* WRITTEN PROBLEM 1:
List the usernames of everyone who posted in the forum thread on Maglite reflectors, naming each poster once.

* SUPPLIED TEXT:
○ ○ ○ ○

# Maglite reflectors from Litho123 (picture heavy!!)



## Coop (Aug 24, 2006)

Some time ago, I asked Litho123 a question about differences between the reflectors he is selling. Instead of risking giving me an answer I wouldn't be happy with, he sent 5 reflectors halfway across the world for me to try out myself. Well, Litho123, you :rock: my friend!!

Ofcourse, it would be completely selfish of me if I didn't share what I found out about these reflectors. And as a picture says more than a 1000 words, here they are:

































And some beamshots (Mag85 with batteries at 65%, focus set halfway between flood & spot):


----------



## Delvance (Aug 24, 2006)

Thankyou, just what i was looking for really. This is going to help alot of people that can't decide what coating they want. The roughness of the coatings seem fairly light compared to the rating given it (also shows in past/old threads when Litho123 reflectors were being compared to other manufacturers). Might be an idea to order one up. I've been hanging out for a light stipple for sometime...got to wait till Litho123 gets 'em back in stock.

Out of curiousity, do any artifacts show with the LS, or did you have to move upto the MS to get rid of artifacts ? I'm currently using two litho123 LOPs in both my ROPs and love them but might be time to spread the light around a bit.


----------



## Coop (Aug 24, 2006)

Delvance said:


> Out of curiousity, do any artifacts show with the LS, or did you have to move upto the MS to get rid of artifacts ? I'm currently using two litho123 LOPs in both my ROPs and love them but might be time to spread the light around a bit.



Look at the beamshots... they're a pretty good representation of the results achieved with my setup.


----------



## Delvance (Aug 24, 2006)

Usually, artifacts are very hard to photograph so i thought i might ask. My Litho123 LOPs with the ROP bulbs certainly show alot more artifact than photos would suggest.

Thanks anyways! Can't wait till Litho123 gets those stippled reflectors back in stock.


----------



## LumenHound (Aug 24, 2006)

I'd really be interested in beamshots of the MOP/LOP vs LS at tightest focus as this would be the setting that would see use 99% of the time for me.

There used to be a slew of tightest focus beamshot threads for all the various metal reflectors but many of them got buried in the archives after last year's software change-over.


----------



## Icebreak (Aug 24, 2006)

MayCooper -

It appears that this torch (is it one torch using different reflectors?) possibly needs an axial adjustment for focus and definitely needs some lateral adjustment for focus.

The characteristics and artifacts of the beam should be more symmetrical.

Nice photographs of the reflectors.


----------



## Coop (Aug 24, 2006)

○ ○ ○ ○

* WRITTEN PROBLEM 2:
Reproduce, without any changes, everything in the entries from the line containing "Point to the white" down to the last line of the entries, both ends included.

○ ○ ○ ○

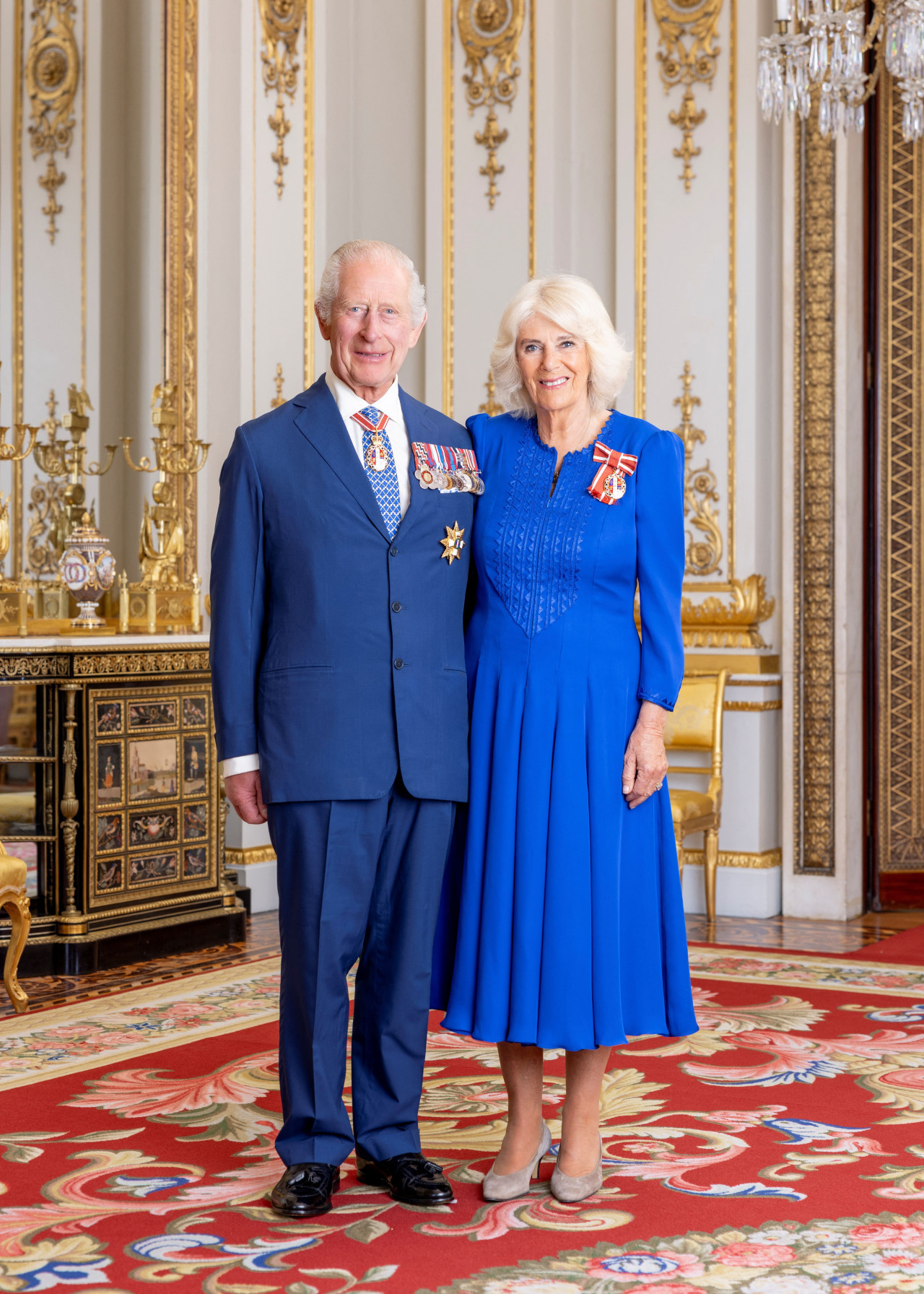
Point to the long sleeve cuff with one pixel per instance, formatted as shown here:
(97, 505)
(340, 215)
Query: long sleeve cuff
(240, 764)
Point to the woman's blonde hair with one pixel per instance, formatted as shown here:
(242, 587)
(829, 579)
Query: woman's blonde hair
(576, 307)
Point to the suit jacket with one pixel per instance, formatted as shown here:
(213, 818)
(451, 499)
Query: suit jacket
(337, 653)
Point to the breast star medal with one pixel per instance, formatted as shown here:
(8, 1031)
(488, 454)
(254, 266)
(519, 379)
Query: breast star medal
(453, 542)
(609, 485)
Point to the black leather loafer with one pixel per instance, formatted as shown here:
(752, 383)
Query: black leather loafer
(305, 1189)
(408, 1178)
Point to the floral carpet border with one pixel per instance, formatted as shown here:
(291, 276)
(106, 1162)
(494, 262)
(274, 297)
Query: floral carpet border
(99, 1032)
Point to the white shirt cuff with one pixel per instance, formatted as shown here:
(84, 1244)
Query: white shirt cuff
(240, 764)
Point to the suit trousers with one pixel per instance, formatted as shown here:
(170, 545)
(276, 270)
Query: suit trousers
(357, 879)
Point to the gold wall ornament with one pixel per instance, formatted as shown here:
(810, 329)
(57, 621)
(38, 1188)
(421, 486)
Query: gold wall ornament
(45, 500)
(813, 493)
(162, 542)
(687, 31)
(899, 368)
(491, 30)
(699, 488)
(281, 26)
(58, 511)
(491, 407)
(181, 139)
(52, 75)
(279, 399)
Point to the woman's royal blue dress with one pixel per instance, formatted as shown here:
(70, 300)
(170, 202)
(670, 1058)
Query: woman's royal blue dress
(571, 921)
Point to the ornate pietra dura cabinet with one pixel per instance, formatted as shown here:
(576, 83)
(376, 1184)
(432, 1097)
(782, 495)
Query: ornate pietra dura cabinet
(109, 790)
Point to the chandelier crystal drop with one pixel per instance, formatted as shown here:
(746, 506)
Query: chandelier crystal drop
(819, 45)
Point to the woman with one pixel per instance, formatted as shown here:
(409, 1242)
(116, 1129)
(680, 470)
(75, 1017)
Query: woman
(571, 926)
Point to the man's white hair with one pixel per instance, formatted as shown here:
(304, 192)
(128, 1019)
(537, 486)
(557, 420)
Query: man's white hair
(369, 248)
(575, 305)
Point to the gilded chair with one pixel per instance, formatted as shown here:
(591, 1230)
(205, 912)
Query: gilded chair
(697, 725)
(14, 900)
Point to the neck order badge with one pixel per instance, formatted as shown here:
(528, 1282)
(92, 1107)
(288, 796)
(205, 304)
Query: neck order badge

○ ○ ○ ○

* COMPLETE ANSWER 1:
Coop, Delvance, LumenHound, Icebreak

* COMPLETE ANSWER 2:
Point to the white shirt cuff with one pixel per instance, formatted as shown here:
(84, 1244)
Query: white shirt cuff
(240, 764)
Point to the suit trousers with one pixel per instance, formatted as shown here:
(170, 545)
(276, 270)
Query: suit trousers
(357, 879)
Point to the gold wall ornament with one pixel per instance, formatted as shown here:
(810, 329)
(57, 621)
(38, 1188)
(421, 486)
Query: gold wall ornament
(45, 500)
(813, 493)
(162, 542)
(687, 31)
(899, 368)
(491, 30)
(699, 488)
(281, 26)
(58, 511)
(491, 407)
(181, 139)
(52, 75)
(279, 399)
Point to the woman's royal blue dress with one pixel per instance, formatted as shown here:
(70, 300)
(170, 202)
(670, 1058)
Query: woman's royal blue dress
(571, 921)
Point to the ornate pietra dura cabinet with one pixel per instance, formatted as shown here:
(576, 83)
(376, 1184)
(432, 1097)
(782, 495)
Query: ornate pietra dura cabinet
(109, 790)
Point to the chandelier crystal drop with one pixel per instance, formatted as shown here:
(746, 506)
Query: chandelier crystal drop
(819, 45)
Point to the woman with one pixel per instance, formatted as shown here:
(409, 1242)
(116, 1129)
(680, 470)
(75, 1017)
Query: woman
(571, 926)
Point to the man's white hair with one pixel per instance, formatted as shown here:
(304, 192)
(128, 1019)
(537, 486)
(557, 420)
Query: man's white hair
(369, 248)
(575, 305)
Point to the gilded chair with one pixel per instance, formatted as shown here:
(591, 1230)
(205, 912)
Query: gilded chair
(697, 725)
(14, 900)
Point to the neck order badge with one pixel per instance, formatted as shown here:
(528, 1282)
(92, 1107)
(288, 796)
(205, 304)
Query: neck order badge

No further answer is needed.